* **PAGE EXCERPT**
>>
The limitation of this study is the fact that cervical cytology or histology results were not available for correlation with HPV genotype results. This was at least partly due to the fact that clinicians in China request Pap tests and/or HPV tests without the benefit of standardized guidelines. Some patients in our cohort had HPV testing performed by Guangzhou KingMed Diagnostics, while Pap cytology tests were performed in a separate hospital system and, therefore, not available for this study. Another limitation is sampling bias. Women in this study were not evenly distributed geographically. About half of the women in our cohort were from Guangdong province and the other half were from other provinces of China (45%).

The recently updated 2012 cervical cancer screening guideline in the United State clearly indicate that HPV testing should only look for high-risk genotypes; testing for low-risk HPV types unrelated to cervical cancer should not be used in cervical cancer screening.30 The 2013 ASCCP guideline indicate that genotyping for HPV-16 and -18 is an acceptable triage for women 30 years of age and older that are HR HPV-positive but cytology-negative after co-testing. When HPV-16 or -18 are detected, colposcopy is recommended. 31 Given that HPV genotype distribution varies by region, it may be important to include additional HR HPV types in such triage for women from different regions. Further studies would need to be performed on a regional basis to determine if and which genotypes are most important in such scenarios.
<<
* **MATERIAL PROVIDED**
>>
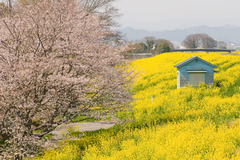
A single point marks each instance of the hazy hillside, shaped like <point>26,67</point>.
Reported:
<point>229,34</point>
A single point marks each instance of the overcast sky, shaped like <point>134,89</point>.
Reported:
<point>176,14</point>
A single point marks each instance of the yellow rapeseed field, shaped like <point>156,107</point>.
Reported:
<point>169,123</point>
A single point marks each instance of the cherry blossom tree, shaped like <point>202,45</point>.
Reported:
<point>55,62</point>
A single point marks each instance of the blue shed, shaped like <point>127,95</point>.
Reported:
<point>194,71</point>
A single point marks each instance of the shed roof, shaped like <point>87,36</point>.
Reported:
<point>192,59</point>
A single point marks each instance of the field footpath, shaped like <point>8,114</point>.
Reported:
<point>60,132</point>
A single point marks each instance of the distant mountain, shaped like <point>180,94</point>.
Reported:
<point>228,34</point>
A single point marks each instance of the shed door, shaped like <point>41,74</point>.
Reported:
<point>196,77</point>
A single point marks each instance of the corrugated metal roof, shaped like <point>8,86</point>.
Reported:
<point>192,59</point>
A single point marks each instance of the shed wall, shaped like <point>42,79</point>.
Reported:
<point>196,65</point>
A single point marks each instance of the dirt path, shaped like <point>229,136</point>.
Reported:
<point>62,130</point>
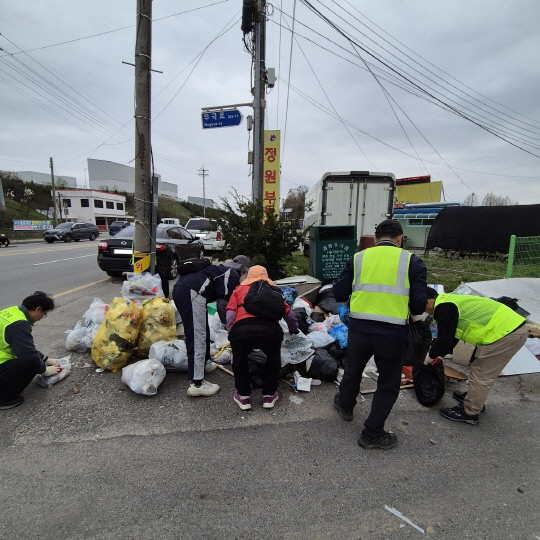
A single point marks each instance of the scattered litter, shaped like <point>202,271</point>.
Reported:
<point>401,516</point>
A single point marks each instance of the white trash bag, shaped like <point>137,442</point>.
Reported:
<point>144,376</point>
<point>95,313</point>
<point>172,354</point>
<point>47,382</point>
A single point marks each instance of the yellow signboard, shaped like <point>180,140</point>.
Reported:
<point>418,193</point>
<point>141,265</point>
<point>270,194</point>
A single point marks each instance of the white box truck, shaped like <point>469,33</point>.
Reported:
<point>360,198</point>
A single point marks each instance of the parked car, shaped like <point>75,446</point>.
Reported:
<point>116,226</point>
<point>173,244</point>
<point>208,231</point>
<point>71,231</point>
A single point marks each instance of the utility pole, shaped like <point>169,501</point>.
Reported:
<point>143,146</point>
<point>259,94</point>
<point>203,172</point>
<point>54,191</point>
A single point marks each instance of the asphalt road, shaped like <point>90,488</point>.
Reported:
<point>105,463</point>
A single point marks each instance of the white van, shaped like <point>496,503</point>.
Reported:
<point>170,221</point>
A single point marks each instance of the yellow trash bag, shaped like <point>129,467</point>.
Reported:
<point>117,335</point>
<point>158,324</point>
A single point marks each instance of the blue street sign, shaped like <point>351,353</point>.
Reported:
<point>211,119</point>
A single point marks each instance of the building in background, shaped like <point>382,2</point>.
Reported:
<point>60,180</point>
<point>115,176</point>
<point>209,203</point>
<point>91,206</point>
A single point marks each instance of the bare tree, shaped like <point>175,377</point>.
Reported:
<point>471,200</point>
<point>497,200</point>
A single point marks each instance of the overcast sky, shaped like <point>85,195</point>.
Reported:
<point>335,117</point>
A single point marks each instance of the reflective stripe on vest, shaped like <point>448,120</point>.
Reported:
<point>380,289</point>
<point>482,321</point>
<point>8,316</point>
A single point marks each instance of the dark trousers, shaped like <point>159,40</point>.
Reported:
<point>15,376</point>
<point>389,354</point>
<point>271,347</point>
<point>192,309</point>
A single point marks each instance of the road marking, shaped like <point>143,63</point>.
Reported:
<point>81,287</point>
<point>70,259</point>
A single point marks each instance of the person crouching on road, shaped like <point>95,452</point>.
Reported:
<point>386,284</point>
<point>191,294</point>
<point>496,330</point>
<point>248,332</point>
<point>20,361</point>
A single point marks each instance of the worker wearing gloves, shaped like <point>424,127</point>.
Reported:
<point>387,284</point>
<point>20,361</point>
<point>191,294</point>
<point>248,332</point>
<point>496,330</point>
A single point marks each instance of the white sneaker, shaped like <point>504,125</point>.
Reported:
<point>209,367</point>
<point>206,389</point>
<<
* **EXERCISE TASKS**
1. Transcribe the HPV passage, everything from "The recently updated" down to "in such scenarios.".
2. Go on with the HPV passage from the point where it stops.
The data have nothing to do with the HPV passage.

* **EXPECTED RESULTS**
1.
The recently updated 2012 cervical cancer screening guideline in the United State clearly indicate that HPV testing should only look for high-risk genotypes; testing for low-risk HPV types unrelated to cervical cancer should not be used in cervical cancer screening.30 The 2013 ASCCP guideline indicate that genotyping for HPV-16 and -18 is an acceptable triage for women 30 years of age and older that are HR HPV-positive but cytology-negative after co-testing. When HPV-16 or -18 are detected, colposcopy is recommended. 31 Given that HPV genotype distribution varies by region, it may be important to include additional HR HPV types in such triage for women from different regions. Further studies would need to be performed on a regional basis to determine if and which genotypes are most important in such scenarios.

2.
To our knowledge, this is the largest study to analyze HPV genotyping results from daily clinical practice data instead of a population-based public health database. The data from this daily clinical practice regarding HPV results, especially HR HPV types, could be helpful for clinical management. This large retrospective study reports HPV prevalence and genotype distribution results in Chinese women where there is no well-established national cervical cancer screening program. Our data demonstrate that the three most prevalent HR HPV genotypes in descending order are HPV-52, -16 and -58, in women younger than 50 years. The data provide valuable information for HPV based screening and prevention for women in China where robust screening and vaccination programs are not yet established. As the HPV types differ in the Chines population from those in the Western countries, for optimal population coverage, in addition to HPV 16 and 18, next generation HPV prophylactic vaccines including HPV-52 and -58 may offer higher protection for Chinese women. The unique epidemiological feature of HPV52 and 58 in China should be considered in the design and evaluation of diagnostic assays of cervical screening intended for Chinese women.

Competing Interests

The authors have declared that no competing interest exists.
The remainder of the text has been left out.